> **Aim**: Gather every line in the listing that contains the word "trunk" and copy each one out.

> **Records for processing**:
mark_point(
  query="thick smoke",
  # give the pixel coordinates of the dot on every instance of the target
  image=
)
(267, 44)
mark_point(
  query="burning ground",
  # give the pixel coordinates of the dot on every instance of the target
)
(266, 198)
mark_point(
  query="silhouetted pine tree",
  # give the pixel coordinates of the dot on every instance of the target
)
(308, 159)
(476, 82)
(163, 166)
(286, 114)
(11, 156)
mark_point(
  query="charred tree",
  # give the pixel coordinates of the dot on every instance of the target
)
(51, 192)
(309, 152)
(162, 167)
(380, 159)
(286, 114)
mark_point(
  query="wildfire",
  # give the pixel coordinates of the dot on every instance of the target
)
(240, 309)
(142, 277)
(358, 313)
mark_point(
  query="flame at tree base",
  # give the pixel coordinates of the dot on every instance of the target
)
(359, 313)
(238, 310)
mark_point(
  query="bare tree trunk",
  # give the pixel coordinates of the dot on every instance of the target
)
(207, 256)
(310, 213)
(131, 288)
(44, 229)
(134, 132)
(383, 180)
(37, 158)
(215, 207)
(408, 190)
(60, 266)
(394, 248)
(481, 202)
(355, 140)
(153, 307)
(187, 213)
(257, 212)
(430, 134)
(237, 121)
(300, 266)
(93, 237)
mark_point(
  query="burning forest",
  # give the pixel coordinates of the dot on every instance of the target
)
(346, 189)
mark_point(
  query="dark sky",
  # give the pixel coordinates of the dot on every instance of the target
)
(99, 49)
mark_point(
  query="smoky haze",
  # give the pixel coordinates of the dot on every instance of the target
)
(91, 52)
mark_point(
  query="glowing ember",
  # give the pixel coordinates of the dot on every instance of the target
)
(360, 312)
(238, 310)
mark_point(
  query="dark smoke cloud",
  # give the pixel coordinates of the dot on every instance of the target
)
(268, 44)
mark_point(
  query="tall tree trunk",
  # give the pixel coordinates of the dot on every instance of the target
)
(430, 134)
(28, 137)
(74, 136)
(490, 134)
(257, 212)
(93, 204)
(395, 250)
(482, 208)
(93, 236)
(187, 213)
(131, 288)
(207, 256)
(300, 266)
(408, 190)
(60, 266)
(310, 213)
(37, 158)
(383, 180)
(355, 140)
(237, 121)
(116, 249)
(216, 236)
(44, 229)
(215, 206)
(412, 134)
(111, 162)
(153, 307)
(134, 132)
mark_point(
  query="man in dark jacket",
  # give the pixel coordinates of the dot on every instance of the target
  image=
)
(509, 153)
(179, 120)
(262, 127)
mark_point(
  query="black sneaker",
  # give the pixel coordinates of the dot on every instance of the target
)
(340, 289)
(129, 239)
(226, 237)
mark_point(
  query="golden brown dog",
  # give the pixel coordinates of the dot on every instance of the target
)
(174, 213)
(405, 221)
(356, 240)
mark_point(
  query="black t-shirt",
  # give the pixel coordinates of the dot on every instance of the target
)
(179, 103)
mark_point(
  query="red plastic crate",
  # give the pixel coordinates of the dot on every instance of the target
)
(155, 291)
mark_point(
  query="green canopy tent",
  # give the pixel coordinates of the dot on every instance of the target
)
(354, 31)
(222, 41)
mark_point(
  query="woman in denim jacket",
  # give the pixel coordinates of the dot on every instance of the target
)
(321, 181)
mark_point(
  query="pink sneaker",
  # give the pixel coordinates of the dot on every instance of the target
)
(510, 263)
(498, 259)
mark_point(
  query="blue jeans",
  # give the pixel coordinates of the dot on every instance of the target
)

> **Written response**:
  query="bare tree trunk",
  query="tall tree trunk",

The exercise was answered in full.